• WHAT TO PRODUCE:
The following entries are to be repeated exactly, and the pictures are to be left behind.

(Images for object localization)
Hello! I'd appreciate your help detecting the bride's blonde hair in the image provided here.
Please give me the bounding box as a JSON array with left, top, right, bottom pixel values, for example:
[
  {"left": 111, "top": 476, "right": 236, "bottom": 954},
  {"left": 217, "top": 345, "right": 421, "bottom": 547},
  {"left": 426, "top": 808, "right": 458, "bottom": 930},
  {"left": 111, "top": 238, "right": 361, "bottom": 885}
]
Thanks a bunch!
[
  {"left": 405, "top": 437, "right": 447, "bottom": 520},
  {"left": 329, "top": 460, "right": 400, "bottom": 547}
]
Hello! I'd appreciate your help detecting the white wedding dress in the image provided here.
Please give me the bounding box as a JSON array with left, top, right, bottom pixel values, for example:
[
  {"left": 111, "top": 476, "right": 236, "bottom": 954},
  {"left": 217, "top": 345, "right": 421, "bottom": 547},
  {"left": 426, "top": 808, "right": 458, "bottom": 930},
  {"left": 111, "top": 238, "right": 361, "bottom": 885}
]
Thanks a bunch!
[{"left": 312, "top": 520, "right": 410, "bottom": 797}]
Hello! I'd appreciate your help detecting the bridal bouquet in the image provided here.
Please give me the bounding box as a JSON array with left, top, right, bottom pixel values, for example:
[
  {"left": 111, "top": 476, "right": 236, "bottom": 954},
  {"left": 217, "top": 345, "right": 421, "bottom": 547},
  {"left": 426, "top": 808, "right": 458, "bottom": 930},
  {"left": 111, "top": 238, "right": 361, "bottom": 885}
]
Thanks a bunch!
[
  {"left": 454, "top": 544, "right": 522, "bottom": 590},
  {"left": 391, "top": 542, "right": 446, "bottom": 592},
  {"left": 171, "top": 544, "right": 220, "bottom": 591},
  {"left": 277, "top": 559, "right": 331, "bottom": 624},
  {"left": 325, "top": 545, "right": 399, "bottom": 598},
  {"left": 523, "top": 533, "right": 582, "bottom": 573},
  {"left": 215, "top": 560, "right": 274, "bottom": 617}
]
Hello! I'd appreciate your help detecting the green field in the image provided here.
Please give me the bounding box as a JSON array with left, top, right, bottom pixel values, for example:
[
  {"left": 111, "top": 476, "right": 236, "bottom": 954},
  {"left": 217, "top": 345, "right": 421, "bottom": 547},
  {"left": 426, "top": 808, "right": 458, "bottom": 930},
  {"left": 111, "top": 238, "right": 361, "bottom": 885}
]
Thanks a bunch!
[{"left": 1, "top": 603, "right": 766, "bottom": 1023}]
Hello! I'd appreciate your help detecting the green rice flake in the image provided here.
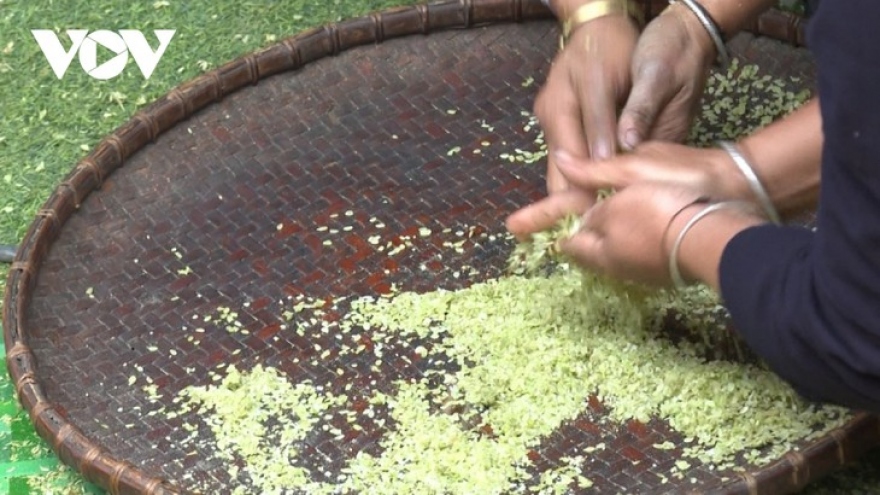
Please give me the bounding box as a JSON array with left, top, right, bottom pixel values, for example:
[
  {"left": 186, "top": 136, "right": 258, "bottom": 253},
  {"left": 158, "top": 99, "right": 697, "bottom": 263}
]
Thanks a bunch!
[{"left": 178, "top": 364, "right": 346, "bottom": 494}]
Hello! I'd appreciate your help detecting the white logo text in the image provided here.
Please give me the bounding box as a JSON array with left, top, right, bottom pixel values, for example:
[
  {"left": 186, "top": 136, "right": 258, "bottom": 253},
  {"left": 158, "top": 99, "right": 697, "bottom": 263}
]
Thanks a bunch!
[{"left": 31, "top": 29, "right": 176, "bottom": 80}]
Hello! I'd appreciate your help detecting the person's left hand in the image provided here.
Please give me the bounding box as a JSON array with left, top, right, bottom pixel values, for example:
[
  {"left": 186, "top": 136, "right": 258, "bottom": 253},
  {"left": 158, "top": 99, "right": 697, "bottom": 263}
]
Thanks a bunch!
[
  {"left": 506, "top": 141, "right": 741, "bottom": 238},
  {"left": 535, "top": 14, "right": 639, "bottom": 192},
  {"left": 507, "top": 182, "right": 711, "bottom": 286}
]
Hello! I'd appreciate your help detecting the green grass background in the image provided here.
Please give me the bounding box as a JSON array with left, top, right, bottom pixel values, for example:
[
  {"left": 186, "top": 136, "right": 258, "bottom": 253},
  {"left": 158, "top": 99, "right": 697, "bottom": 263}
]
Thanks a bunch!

• WRITTEN RESPONSE:
Hello! I'd appreciate your help detecting the bride's blonde hair in the image provided here.
Please give me the bounding box as a JSON array with left, top, right, bottom pixel values, for example:
[
  {"left": 111, "top": 476, "right": 236, "bottom": 954},
  {"left": 217, "top": 345, "right": 421, "bottom": 547},
  {"left": 426, "top": 808, "right": 458, "bottom": 930},
  {"left": 111, "top": 238, "right": 361, "bottom": 885}
]
Thanks a bunch!
[
  {"left": 405, "top": 437, "right": 447, "bottom": 520},
  {"left": 329, "top": 460, "right": 400, "bottom": 547}
]
Hello! I'd appreciate your help detecting the white wedding dress in the image provided here.
Please give me the bounding box as a JSON array with left, top, right, bottom pixel values, for example:
[
  {"left": 111, "top": 476, "right": 236, "bottom": 954},
  {"left": 217, "top": 345, "right": 421, "bottom": 547},
  {"left": 426, "top": 808, "right": 458, "bottom": 930},
  {"left": 111, "top": 238, "right": 361, "bottom": 885}
]
Thanks a bunch!
[{"left": 312, "top": 520, "right": 410, "bottom": 797}]
Hello! I'd appreciate your help detecting the bridal bouquet in the image provided here.
Please give me the bounding box as a JSON array with left, top, right, bottom pixel values, for example:
[
  {"left": 111, "top": 476, "right": 236, "bottom": 954},
  {"left": 217, "top": 345, "right": 421, "bottom": 547},
  {"left": 426, "top": 808, "right": 458, "bottom": 930},
  {"left": 111, "top": 238, "right": 361, "bottom": 885}
]
Thanks a bunch!
[
  {"left": 454, "top": 544, "right": 522, "bottom": 590},
  {"left": 391, "top": 542, "right": 446, "bottom": 592},
  {"left": 171, "top": 544, "right": 220, "bottom": 591},
  {"left": 277, "top": 559, "right": 331, "bottom": 624},
  {"left": 325, "top": 545, "right": 399, "bottom": 598},
  {"left": 523, "top": 533, "right": 582, "bottom": 573},
  {"left": 215, "top": 560, "right": 274, "bottom": 617}
]
Hello! I'd appreciate your help detecting the green field in the image provided here.
Please give me the bounding box as a JSON array with left, top, right, bottom pixel values, for example:
[
  {"left": 111, "top": 476, "right": 236, "bottom": 954},
  {"left": 217, "top": 345, "right": 421, "bottom": 547},
  {"left": 426, "top": 808, "right": 458, "bottom": 930},
  {"left": 111, "top": 238, "right": 361, "bottom": 885}
]
Thanks a bunch!
[{"left": 1, "top": 603, "right": 766, "bottom": 1023}]
Hello! I'd appreciate your help detecting the green rice flake in the image provided here.
Please give me the bounding box as a JSON array with left, top, right, bottom pixel values, for example:
[
  {"left": 186, "top": 136, "right": 258, "bottom": 253},
  {"left": 158, "top": 99, "right": 697, "bottom": 263}
]
Thanks a bunch!
[{"left": 178, "top": 364, "right": 346, "bottom": 494}]
Hello! I'd appreciate your help detecting the white logo text in the image provided here.
Please give me the bounding box as a JSON array with left, top, right, bottom pixel values, for example:
[
  {"left": 186, "top": 136, "right": 258, "bottom": 253},
  {"left": 158, "top": 99, "right": 697, "bottom": 263}
]
Thanks a bunch!
[{"left": 31, "top": 29, "right": 176, "bottom": 80}]
Hello! I'd appreciate your help detecting the person's left hand in the image provided here.
Please give me the bounding box as a JSON array with left, top, right, bottom pixel values, for example:
[
  {"left": 186, "top": 136, "right": 258, "bottom": 253},
  {"left": 158, "top": 99, "right": 697, "bottom": 263}
]
Thanks a bunch!
[
  {"left": 506, "top": 141, "right": 741, "bottom": 238},
  {"left": 535, "top": 14, "right": 639, "bottom": 192},
  {"left": 507, "top": 182, "right": 711, "bottom": 286}
]
Hello! I'd appreciate your help detecting the green grass background in the image provided here.
Please give me the bounding box as a JSON array with left, top, right, bottom pixel values, for example:
[
  {"left": 186, "top": 136, "right": 258, "bottom": 253},
  {"left": 158, "top": 99, "right": 697, "bottom": 263}
]
Thanks a bunch!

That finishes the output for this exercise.